-- Start MATERIAL FOR THE TASK --
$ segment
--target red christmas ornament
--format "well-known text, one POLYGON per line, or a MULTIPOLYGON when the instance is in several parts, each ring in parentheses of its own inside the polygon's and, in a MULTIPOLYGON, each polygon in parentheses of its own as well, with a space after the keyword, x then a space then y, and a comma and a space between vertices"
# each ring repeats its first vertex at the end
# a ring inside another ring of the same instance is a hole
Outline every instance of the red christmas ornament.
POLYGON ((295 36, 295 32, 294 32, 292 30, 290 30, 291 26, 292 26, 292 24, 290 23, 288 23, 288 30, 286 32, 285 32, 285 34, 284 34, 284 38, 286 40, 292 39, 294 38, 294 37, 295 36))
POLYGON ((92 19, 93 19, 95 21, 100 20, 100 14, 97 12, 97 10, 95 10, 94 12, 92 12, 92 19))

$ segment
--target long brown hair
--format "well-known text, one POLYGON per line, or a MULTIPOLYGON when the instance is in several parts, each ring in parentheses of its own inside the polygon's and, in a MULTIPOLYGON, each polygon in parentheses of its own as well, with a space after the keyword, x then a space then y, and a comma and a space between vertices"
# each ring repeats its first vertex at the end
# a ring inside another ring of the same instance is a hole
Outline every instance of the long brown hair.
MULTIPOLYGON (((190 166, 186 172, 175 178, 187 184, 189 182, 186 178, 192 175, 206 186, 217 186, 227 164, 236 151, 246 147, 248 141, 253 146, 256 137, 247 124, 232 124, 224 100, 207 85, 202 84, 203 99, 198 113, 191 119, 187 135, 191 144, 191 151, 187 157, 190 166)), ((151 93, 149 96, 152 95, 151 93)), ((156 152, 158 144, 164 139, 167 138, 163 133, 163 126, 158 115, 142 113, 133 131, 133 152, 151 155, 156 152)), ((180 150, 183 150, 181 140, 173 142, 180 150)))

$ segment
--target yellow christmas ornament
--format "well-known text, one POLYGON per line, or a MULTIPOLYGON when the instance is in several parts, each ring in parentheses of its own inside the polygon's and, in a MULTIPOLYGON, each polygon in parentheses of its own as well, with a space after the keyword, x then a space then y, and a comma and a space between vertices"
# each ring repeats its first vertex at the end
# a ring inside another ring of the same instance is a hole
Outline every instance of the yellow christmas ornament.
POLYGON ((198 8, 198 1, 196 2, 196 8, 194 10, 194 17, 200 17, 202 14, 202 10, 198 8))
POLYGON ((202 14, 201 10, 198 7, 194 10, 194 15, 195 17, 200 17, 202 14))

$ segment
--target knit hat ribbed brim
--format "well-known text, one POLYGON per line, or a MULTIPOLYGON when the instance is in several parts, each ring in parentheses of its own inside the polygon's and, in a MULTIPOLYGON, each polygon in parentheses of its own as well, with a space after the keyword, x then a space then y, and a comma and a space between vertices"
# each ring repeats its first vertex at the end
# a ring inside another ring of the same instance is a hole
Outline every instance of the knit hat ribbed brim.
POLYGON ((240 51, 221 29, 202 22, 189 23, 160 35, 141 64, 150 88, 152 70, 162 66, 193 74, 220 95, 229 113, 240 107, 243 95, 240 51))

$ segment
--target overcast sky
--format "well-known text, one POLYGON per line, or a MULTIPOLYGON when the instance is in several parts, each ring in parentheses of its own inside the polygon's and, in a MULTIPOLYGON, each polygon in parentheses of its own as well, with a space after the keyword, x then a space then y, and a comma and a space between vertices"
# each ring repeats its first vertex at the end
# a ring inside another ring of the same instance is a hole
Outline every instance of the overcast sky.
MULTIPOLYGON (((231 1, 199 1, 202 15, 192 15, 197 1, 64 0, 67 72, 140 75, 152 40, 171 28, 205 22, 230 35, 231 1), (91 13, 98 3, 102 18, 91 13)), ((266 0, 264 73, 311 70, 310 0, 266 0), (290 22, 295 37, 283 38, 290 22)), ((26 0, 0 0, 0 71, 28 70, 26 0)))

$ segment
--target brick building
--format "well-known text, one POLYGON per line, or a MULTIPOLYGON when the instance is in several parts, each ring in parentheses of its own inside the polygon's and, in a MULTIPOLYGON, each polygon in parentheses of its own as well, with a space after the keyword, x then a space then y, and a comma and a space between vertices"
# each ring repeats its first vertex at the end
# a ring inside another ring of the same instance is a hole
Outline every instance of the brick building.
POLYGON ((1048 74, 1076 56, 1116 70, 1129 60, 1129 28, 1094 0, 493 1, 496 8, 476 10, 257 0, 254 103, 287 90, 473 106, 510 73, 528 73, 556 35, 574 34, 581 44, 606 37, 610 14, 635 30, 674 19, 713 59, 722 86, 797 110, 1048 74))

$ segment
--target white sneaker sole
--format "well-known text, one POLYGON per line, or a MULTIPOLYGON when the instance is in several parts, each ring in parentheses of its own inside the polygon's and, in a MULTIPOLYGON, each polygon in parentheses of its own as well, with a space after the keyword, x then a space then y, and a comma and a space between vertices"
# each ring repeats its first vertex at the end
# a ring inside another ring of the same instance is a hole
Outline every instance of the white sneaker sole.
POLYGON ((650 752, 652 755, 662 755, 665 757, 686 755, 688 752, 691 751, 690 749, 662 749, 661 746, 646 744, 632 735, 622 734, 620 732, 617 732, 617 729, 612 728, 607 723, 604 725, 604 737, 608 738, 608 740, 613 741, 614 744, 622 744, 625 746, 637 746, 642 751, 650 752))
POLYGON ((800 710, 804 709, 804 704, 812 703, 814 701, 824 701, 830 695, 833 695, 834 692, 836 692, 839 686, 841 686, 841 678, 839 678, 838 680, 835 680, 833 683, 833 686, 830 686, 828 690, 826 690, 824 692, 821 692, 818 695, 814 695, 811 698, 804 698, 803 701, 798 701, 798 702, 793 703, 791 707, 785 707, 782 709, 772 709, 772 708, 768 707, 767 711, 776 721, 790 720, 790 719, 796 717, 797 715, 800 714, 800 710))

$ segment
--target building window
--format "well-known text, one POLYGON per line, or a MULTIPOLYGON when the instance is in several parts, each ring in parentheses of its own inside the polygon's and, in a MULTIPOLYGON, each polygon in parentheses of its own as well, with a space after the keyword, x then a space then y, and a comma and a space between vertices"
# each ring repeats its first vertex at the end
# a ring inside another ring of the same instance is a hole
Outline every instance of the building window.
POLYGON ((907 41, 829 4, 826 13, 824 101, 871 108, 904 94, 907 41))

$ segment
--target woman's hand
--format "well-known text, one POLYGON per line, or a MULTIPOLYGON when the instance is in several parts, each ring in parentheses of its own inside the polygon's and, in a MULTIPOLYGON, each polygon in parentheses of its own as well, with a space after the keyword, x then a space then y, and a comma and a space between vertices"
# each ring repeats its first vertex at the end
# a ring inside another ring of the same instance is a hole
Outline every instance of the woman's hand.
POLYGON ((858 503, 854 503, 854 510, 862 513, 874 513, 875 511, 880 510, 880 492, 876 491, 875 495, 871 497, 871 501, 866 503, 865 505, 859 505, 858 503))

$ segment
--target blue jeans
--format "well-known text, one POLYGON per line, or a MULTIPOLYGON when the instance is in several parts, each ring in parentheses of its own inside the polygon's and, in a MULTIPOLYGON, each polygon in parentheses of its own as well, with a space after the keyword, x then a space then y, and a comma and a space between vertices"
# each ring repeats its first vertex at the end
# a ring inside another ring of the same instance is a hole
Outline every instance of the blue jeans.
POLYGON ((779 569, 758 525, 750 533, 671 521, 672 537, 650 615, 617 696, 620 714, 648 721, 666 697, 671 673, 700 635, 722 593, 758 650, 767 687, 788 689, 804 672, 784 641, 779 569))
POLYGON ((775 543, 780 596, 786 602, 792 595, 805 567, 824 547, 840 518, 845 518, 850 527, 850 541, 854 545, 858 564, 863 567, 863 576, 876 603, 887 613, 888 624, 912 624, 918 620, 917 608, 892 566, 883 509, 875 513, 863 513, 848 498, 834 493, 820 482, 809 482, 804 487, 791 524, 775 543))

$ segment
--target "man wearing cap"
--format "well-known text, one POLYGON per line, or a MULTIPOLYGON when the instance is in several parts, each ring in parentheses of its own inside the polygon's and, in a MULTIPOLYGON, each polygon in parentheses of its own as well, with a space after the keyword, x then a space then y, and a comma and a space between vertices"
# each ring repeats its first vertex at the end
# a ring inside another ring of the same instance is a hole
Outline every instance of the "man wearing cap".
-- End MATERIAL FOR THE TASK --
▶ [WHAT THE TASK REQUIRES] Count the lines above that contain the word "every", and reply with that number alone.

▶ [TASK OUTPUT] 11